◆ Your tasks ◆
a - In the Robben Island excerpt, at which two institutions could prisoners enroll?
b - Using the Robben Island excerpt, explain why Mandela would not give up studying even though he agreed that it should be an unfettered right rather than a conditional privilege.

◆ Text ◆
────
Tuesday, 28 January 2014

Nelson Mandela On Education: Robben Island Distance Learning

“After we had been sent to Robben Island, there was concern among our supporters that we would not be permitted to study. Within a few months of our arrival, the authorities announced that those who wanted to study could apply for permission. Most of the men did so and even though they were D Group prisoners, permission was granted. The state, after the Rivonia Trial, was feeling confident and thought giving us study privileges would be harmless. Later, they came to regret it. Postgraduate study was not permitted, but they made an exception in my case because I had established a precedent when I was in Pretoria.
Nelson Mandela
Within months, virtually all of us were studying for one degree or another. At night, our cell block seemed more like a study hall than a prison. But the privilege of studying came with a host of conditions. Certain subjects, such as politics and military history, were prohibited. For years, we were not permitted to receive funds except from our families, so that poor prisoners rarely had money for books or tuition. This made the opportunity to study a function of how much money one had. Nor were we permitted to lend books to other prisoners, which would have enabled our poorer colleagues to study.
There was always controversy about whether or not we should accept study privileges. Some members of the Unity Movement at first felt that we were accepting a handout from the government, which compromised our integrity. They argued that studying should not be a conditional privilege but an unfettered right. While I agreed, I could not accept that we should therefore disavow studying. As freedom fighters and political prisoners, we had an obligation to improve and strengthen ourselves, and study was one of the few opportunities to do so.
Prisoners were permitted to enroll at either the University of South Africa (UNISA) or Rapid Results College, which was for those studying for their high school qualification. In my own case, studying under the auspices of the University of London was a mixed blessing. On the one hand I was assigned the sorts of stimulating books that would not have been on a South African reading list; on the other, the authorities inevitably regarded many of them as unsuitable and thus banned them.
────
Collected data
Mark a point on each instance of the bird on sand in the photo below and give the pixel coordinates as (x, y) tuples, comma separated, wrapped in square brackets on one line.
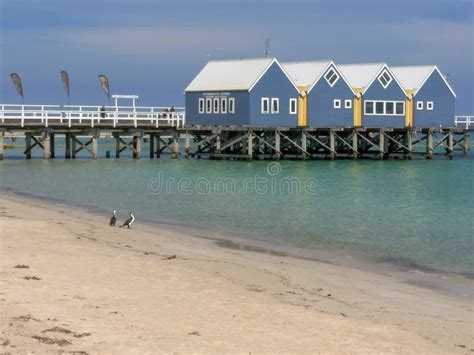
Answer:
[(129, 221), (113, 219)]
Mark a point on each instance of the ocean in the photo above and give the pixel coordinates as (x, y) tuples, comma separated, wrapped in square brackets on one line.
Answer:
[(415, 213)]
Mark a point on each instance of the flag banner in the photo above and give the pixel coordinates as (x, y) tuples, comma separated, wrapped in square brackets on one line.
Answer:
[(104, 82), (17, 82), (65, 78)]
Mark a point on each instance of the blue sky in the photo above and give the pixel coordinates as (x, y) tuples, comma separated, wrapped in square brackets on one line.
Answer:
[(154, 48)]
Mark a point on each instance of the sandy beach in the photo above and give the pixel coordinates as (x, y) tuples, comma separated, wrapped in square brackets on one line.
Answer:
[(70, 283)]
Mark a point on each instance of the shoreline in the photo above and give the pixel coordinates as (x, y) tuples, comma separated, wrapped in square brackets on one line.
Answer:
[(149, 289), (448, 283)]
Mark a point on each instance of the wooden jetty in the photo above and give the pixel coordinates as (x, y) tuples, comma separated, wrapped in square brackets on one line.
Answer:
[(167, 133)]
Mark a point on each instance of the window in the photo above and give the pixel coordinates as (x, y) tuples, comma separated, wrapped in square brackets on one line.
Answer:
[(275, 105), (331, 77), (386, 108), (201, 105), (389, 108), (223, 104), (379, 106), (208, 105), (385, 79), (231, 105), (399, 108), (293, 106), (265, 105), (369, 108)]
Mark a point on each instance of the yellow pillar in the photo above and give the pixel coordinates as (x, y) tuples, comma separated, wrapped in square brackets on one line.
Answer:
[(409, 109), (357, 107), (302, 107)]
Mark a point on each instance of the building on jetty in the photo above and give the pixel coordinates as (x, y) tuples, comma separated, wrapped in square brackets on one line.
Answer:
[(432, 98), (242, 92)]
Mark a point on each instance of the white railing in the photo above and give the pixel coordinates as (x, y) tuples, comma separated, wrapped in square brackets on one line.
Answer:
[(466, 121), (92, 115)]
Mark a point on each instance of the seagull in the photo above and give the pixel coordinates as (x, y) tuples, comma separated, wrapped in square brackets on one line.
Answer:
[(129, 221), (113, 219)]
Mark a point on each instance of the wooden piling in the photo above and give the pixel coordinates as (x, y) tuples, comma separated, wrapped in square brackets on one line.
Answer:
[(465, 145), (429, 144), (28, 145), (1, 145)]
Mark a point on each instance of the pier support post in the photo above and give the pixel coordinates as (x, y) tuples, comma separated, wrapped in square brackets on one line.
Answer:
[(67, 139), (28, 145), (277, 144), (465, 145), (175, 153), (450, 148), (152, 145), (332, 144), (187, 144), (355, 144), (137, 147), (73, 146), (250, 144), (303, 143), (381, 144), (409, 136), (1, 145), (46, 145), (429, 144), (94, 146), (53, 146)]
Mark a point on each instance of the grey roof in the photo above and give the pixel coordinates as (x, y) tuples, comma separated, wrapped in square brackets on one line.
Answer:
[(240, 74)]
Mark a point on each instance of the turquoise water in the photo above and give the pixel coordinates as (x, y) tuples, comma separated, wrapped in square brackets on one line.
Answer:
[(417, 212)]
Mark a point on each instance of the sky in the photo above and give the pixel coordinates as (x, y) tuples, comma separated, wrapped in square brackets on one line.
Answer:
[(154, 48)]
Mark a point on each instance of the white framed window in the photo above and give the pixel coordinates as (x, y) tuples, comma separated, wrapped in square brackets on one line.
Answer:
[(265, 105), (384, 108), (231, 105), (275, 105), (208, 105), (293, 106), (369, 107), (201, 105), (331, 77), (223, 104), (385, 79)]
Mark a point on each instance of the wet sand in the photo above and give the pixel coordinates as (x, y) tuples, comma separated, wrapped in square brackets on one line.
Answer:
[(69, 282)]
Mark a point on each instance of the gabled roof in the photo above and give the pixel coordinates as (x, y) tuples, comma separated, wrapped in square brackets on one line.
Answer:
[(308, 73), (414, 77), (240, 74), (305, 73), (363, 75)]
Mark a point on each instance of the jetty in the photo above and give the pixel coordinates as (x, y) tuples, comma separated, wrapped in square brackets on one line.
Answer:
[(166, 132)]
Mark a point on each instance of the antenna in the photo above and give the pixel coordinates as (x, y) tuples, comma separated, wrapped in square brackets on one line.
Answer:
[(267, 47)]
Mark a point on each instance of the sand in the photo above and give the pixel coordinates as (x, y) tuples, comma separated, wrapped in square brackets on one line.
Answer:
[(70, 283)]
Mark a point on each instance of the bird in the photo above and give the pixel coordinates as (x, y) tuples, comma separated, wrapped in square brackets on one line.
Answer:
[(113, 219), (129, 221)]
────
◆ Task-by-task answers ◆
a - The University of South Africa (UNISA) or Rapid Results College.

b - As freedom fighters and political prisoners, they had an obligation to improve and strengthen themselves. Study was one of the few opportunities to do that.